INSTRUCCIONES A SEGUIR: Extrae del listado siguiente cada línea que contenga la cadena "bucket" y cópiala sin modificaciones.

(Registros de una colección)
▼▼▼
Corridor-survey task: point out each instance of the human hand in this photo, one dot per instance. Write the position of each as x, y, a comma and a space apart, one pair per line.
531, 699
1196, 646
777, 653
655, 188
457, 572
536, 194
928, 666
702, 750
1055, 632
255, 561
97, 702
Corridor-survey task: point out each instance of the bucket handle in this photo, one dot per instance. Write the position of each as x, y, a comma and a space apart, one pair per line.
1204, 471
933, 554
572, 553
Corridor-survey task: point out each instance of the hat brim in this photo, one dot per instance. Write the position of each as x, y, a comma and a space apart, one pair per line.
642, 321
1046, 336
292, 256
▲▲▲
▼▼▼
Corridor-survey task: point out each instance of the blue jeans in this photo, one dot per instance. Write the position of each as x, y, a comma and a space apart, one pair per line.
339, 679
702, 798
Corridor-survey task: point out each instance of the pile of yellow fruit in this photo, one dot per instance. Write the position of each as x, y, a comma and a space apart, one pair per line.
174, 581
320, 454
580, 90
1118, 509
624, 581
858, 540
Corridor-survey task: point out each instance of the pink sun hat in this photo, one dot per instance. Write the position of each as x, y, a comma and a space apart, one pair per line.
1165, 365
▲▲▲
SALIDA COMPLETA:
Corridor-survey task: point out each instance of the bucket handle in this photo, one dot per instance. Write the position of each as x, y, a comma and a space apart, one pair per line.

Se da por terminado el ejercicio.